RECORDS FOR THIS TASK -
....................

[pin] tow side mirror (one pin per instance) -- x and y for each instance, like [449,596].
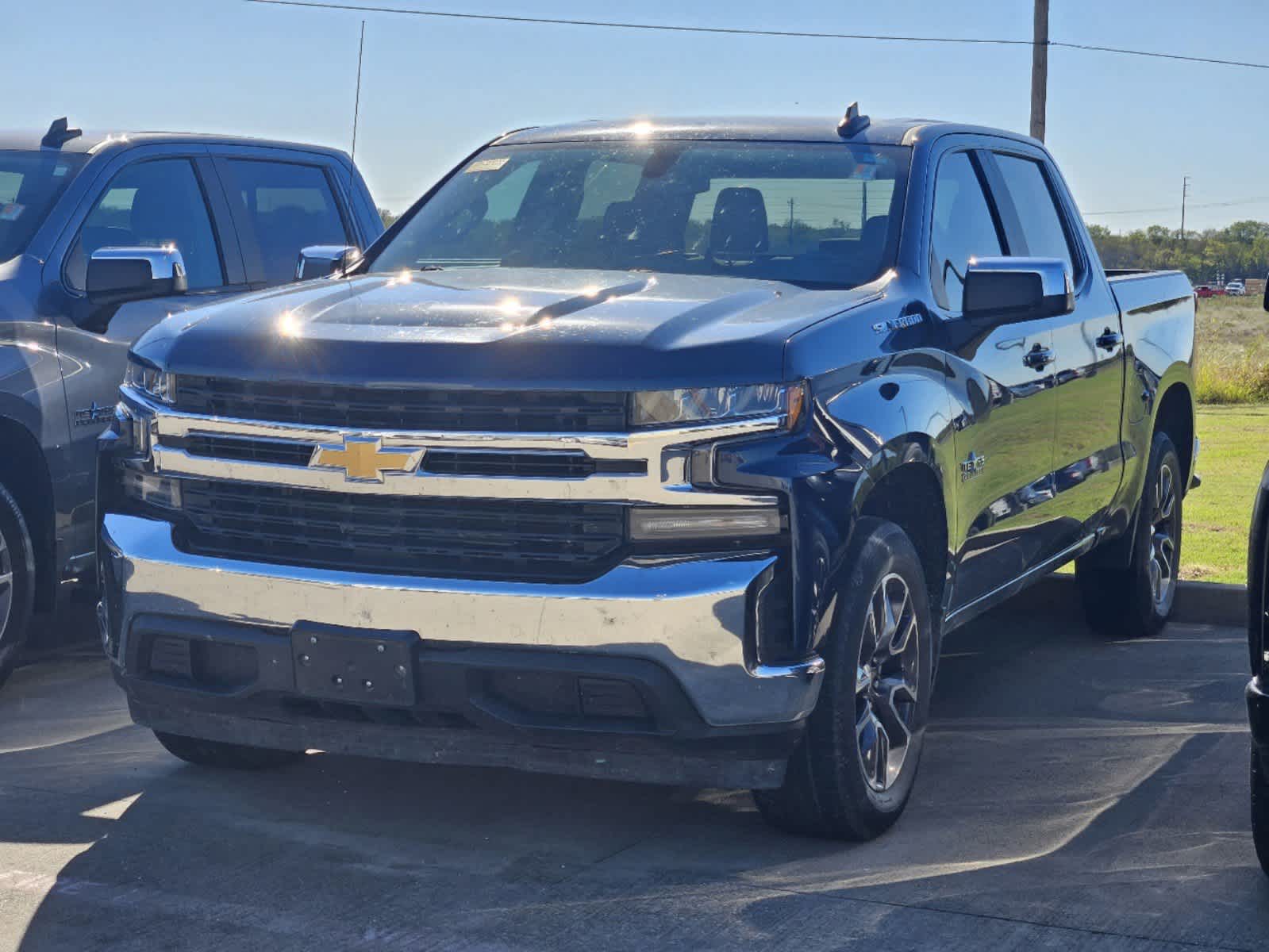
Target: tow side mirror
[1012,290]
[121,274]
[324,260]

....................

GIVEN EXERCISE -
Reproduce the listing with "tow side mirror" substituted by "towing mirror" wherever it occurs, changing nothing else. Leave out the pictures.

OUTPUT -
[pin] towing mirror (one pin per instance) -- x and y for each instance, like [449,596].
Target: towing mirror
[1012,290]
[121,274]
[324,260]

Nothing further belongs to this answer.